Short exercise
Express everything below from the line containing "Please detect the wooden turned" down to the line containing "[56,660,552,819]", both included, as a Markdown table with the columns Row and Line, numbering each row and leaving out blank lines.

● ● ●

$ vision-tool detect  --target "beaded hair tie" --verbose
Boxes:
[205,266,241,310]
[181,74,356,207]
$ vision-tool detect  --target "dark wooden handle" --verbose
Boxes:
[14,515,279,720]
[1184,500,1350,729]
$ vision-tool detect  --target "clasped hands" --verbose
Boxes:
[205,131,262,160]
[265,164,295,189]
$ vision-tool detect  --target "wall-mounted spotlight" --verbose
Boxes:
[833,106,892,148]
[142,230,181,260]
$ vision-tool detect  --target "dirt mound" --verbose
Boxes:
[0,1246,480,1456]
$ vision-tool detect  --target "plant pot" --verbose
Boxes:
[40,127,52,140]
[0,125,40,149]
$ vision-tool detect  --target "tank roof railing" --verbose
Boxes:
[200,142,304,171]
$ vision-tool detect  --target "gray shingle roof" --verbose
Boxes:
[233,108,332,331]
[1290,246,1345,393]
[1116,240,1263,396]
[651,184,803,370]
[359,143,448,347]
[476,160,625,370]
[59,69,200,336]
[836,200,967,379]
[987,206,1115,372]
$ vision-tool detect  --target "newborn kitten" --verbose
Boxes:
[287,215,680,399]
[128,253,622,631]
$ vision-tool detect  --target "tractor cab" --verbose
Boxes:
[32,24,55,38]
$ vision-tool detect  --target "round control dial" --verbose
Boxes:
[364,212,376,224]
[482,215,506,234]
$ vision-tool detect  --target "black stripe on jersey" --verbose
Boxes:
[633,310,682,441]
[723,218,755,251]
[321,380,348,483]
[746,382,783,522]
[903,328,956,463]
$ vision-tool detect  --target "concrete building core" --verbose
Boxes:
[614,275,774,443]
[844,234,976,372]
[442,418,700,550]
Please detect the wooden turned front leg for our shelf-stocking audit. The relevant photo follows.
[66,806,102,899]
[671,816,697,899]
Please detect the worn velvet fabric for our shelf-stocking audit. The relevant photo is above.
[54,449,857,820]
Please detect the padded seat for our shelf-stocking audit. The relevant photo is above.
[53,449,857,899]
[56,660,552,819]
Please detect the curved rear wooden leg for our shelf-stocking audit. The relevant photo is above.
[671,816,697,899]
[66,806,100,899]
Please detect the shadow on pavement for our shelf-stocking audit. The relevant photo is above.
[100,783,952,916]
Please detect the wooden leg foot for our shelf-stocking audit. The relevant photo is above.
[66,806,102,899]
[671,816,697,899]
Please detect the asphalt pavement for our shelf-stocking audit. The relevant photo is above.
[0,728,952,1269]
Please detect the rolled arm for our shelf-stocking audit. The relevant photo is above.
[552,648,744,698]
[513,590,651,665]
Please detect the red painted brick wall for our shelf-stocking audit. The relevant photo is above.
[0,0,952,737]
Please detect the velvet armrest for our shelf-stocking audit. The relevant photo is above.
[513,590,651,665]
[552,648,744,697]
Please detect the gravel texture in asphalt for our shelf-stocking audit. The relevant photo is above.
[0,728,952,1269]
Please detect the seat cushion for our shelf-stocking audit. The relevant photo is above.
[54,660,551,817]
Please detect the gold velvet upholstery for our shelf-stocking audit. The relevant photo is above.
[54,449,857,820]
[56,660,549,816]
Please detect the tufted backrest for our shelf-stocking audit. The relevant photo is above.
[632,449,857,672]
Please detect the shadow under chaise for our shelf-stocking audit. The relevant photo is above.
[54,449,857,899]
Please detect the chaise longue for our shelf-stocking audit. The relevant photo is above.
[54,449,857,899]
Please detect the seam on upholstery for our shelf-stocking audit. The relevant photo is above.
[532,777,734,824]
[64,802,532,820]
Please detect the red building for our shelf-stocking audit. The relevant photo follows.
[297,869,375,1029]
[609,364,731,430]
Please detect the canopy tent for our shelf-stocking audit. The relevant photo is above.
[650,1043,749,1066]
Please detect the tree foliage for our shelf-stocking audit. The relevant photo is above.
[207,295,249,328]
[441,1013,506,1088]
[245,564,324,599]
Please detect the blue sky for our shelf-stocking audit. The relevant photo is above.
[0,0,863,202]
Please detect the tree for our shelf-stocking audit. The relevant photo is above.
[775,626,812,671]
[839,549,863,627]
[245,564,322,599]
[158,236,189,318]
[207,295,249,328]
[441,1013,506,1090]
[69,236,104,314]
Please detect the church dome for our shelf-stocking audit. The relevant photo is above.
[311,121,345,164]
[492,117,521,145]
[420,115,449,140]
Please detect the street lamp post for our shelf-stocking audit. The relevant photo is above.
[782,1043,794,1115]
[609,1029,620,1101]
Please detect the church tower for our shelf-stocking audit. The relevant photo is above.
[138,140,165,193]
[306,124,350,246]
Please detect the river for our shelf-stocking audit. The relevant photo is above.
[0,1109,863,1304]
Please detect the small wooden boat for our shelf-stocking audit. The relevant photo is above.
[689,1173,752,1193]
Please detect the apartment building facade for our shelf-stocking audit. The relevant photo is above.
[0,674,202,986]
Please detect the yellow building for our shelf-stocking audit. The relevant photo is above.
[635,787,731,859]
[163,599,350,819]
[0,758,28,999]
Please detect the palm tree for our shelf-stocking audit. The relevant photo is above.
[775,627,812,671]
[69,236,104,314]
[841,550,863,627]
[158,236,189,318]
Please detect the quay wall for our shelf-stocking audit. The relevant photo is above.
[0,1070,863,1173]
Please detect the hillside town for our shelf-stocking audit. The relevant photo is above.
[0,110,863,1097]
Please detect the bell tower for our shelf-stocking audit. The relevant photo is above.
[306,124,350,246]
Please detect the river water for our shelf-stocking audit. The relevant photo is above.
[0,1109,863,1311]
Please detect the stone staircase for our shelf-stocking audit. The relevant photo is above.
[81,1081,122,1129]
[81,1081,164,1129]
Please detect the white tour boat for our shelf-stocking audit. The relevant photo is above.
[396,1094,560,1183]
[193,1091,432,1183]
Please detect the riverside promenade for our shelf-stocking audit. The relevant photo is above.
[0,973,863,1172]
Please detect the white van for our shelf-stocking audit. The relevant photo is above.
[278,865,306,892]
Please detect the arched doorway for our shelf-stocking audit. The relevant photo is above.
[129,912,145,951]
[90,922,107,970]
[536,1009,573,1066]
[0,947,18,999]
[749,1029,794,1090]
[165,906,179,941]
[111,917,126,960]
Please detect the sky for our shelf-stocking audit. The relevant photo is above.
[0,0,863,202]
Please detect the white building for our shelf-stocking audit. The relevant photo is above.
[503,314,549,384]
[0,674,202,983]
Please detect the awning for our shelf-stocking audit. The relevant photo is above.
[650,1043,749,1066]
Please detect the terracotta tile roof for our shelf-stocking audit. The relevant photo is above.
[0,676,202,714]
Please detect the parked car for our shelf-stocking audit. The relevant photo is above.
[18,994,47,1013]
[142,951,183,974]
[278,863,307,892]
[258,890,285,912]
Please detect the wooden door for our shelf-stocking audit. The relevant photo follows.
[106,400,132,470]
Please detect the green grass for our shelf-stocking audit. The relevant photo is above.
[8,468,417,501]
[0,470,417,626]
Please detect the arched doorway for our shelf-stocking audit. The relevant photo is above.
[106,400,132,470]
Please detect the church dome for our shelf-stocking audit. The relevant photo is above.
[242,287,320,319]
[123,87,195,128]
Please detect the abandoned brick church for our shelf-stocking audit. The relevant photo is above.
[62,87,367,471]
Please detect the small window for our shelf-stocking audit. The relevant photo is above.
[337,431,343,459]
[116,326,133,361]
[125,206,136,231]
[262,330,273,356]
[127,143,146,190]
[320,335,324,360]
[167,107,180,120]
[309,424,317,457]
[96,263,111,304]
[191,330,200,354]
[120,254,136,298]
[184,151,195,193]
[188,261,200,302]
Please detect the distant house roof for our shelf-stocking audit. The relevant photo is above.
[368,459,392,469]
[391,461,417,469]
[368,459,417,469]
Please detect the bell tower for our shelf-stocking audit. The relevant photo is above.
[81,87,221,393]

● ● ●

Written answer
| Row | Line |
|---|---|
| 1 | Please detect the wooden turned front leg for our shelf-stocking audit. The relevant photo follows. |
| 2 | [66,806,102,899] |
| 3 | [671,816,697,899] |
| 4 | Please detect the worn velvet fabric for our shelf-stocking audit. The relevant photo is above. |
| 5 | [54,449,857,820] |
| 6 | Please detect the padded seat for our shelf-stocking audit. The relevant photo is above. |
| 7 | [53,449,857,899] |
| 8 | [56,660,552,819] |